Task requirements:
• A. According to the excerpt on youth drug deaths, in what share of the 126 deaths was fentanyl detected?
• B. Return the stretch of the excerpt on youth drug deaths from "In addition to" through "sole substance consumed.", copied word for word.

Excerpted text:

◇ ◇ ◇ ◇ ◇ ◇ ◇

The BC Coroners Service says the number of children dying from the toxic drug crisis is rising and that fentanyl is largely to blame.

The service evaluated deaths over the last decade and found the yearly average has nearly doubled from 13 a year between 2014 and 2018 to 25 a year between 2019 and 2023. The most recent five years amount to the deaths of 126 kids under the age of 19.

The coroners service detailed the dramatic increase in a new report released on Tuesday (May 28), in it emphasizing that fentanyl was detected in 83 per cent of those 126 deaths. The introduction of the toxic synthetic opioid into the unregulated market has been “one of the main drivers” of the worsening crisis, the service said.

In addition to fentanyl, methamphetamine was detected in 30 per cent of deaths, cocaine in 19 per cent, other opioids – such as heroin, morphine or codeine – in 21 per cent, alcohol in 15 per cent and benzodiazepines in 35 per cent of deaths.

Hydromorphone, a prescribed pain killer and safer supply option in B.C., was also found in 13 per cent of deaths. The coroners service noted that in the majority of those cases, the hydromorphone was unlikely to have contributed significantly to the child’s death and that it was never the sole substance consumed.

The coroners service also found that certain youth and children were at a higher risk than others. Those who had spent time in ministry care made up 66 per cent of deaths, and those who had either been diagnosed with a mental health disorder or shown signs of one made up 67 per cent of deaths.

◇ ◇ ◇ ◇ ◇ ◇ ◇

Data excerpts:
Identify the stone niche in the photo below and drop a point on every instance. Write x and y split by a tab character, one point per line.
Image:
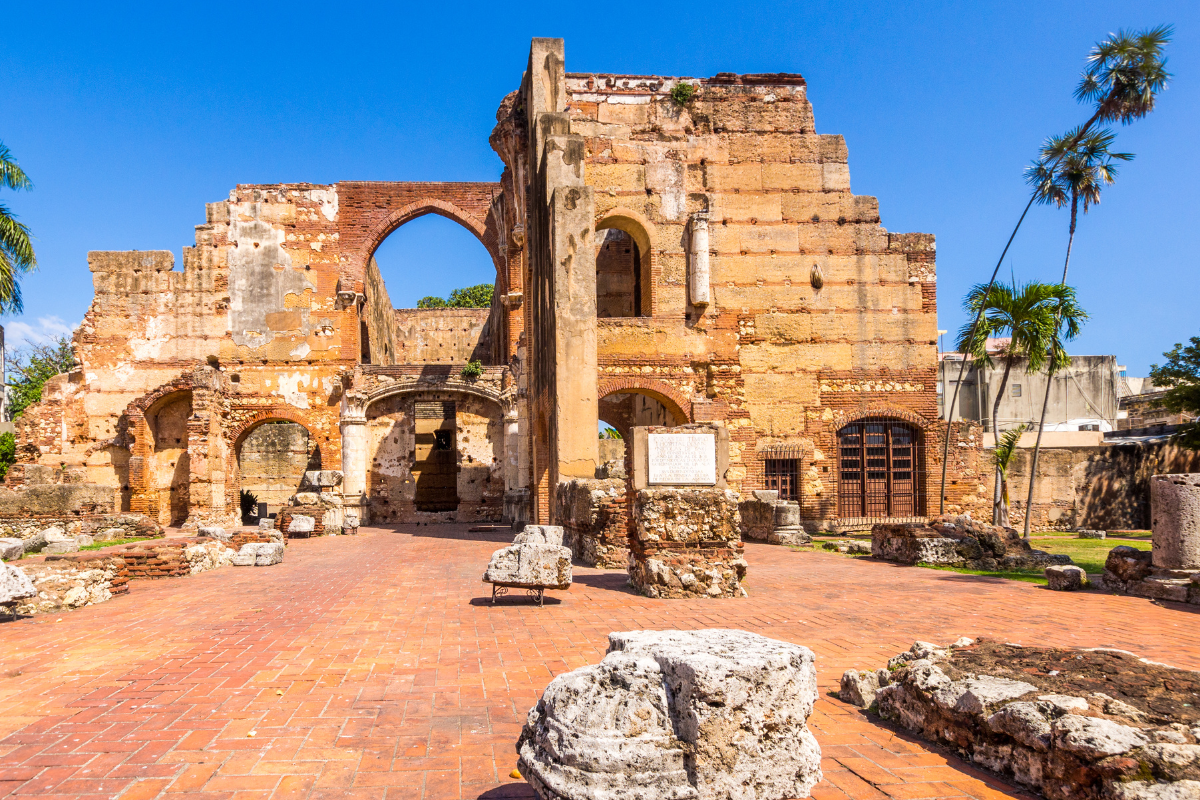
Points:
685	530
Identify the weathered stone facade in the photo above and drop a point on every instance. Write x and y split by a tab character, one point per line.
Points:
655	264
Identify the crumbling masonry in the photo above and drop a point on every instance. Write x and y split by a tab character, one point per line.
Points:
655	264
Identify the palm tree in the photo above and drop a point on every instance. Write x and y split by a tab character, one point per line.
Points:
1026	314
16	245
1083	169
1123	77
1006	449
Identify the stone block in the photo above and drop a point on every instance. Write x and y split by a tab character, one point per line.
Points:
531	565
11	549
1066	577
15	584
1175	519
301	524
714	714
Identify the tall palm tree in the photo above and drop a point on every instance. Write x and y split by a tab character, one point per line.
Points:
16	245
1006	449
1123	77
1083	169
1026	314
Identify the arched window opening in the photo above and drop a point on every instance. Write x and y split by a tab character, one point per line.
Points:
880	469
618	275
431	257
271	462
429	290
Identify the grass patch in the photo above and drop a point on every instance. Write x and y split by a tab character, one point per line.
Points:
1027	577
114	542
1087	553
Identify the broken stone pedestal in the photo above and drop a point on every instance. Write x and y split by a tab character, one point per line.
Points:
1175	519
15	585
535	561
713	715
767	518
687	543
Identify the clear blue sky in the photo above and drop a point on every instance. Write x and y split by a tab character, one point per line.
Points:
130	119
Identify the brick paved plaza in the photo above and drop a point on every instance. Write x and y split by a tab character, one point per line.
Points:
375	667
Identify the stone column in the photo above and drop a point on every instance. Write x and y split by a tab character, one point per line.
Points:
1175	519
699	274
354	467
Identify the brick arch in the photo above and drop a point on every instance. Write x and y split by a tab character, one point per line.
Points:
369	211
642	232
238	434
671	397
844	419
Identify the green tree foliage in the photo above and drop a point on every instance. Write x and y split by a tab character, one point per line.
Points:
7	452
1031	316
16	244
477	296
1181	376
33	367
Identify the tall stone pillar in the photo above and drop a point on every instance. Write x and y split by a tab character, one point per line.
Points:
354	465
699	271
1175	518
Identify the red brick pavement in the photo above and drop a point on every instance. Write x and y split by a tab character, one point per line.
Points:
375	667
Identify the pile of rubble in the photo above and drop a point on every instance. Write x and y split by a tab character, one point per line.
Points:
960	542
1171	570
714	714
1074	725
767	518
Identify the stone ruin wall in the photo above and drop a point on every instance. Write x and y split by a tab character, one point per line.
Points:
443	336
1104	487
778	359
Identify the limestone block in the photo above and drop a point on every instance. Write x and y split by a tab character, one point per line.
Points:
322	479
714	714
11	548
15	584
219	534
1175	518
1066	577
269	553
59	541
301	524
859	687
531	565
1093	738
540	535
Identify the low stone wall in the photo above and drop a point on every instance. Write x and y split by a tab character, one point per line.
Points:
77	579
283	519
961	542
595	522
1129	571
687	543
1073	725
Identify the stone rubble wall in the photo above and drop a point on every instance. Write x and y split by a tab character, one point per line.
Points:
77	579
687	543
958	541
1067	747
595	522
1129	571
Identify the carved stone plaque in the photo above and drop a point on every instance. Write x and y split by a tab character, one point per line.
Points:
682	458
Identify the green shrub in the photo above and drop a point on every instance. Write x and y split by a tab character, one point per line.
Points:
473	370
682	94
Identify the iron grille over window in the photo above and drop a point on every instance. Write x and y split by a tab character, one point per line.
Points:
880	469
783	476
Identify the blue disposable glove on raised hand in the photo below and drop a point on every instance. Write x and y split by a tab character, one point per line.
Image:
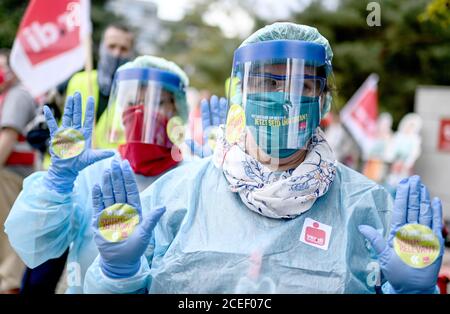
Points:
121	258
214	113
412	206
62	172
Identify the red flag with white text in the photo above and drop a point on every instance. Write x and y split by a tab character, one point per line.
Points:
360	114
49	44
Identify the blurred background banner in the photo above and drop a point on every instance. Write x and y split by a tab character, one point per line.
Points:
49	45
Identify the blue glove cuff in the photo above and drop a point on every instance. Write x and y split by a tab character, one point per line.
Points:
388	289
119	271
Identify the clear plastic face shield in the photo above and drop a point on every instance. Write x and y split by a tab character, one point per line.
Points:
145	107
275	96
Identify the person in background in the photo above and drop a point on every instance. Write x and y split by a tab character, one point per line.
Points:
17	160
147	103
272	211
116	48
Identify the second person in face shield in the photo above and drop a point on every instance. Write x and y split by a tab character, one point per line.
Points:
272	211
147	101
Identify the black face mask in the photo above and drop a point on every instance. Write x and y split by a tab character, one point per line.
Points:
107	66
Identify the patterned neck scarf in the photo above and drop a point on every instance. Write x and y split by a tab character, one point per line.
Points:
278	195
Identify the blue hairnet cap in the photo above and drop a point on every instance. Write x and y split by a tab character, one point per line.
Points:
291	31
166	65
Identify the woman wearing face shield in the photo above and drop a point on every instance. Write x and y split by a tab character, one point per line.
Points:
272	211
144	119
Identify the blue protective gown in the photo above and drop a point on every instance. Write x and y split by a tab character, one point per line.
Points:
206	240
42	223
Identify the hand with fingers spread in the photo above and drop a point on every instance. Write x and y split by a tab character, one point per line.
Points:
410	267
120	254
213	114
70	144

◇ ◇ ◇ ◇ ◇ ◇ ◇

Per-task outputs:
• A. 83 percent

• B.
In addition to fentanyl, methamphetamine was detected in 30 per cent of deaths, cocaine in 19 per cent, other opioids – such as heroin, morphine or codeine – in 21 per cent, alcohol in 15 per cent and benzodiazepines in 35 per cent of deaths.

Hydromorphone, a prescribed pain killer and safer supply option in B.C., was also found in 13 per cent of deaths. The coroners service noted that in the majority of those cases, the hydromorphone was unlikely to have contributed significantly to the child’s death and that it was never the sole substance consumed.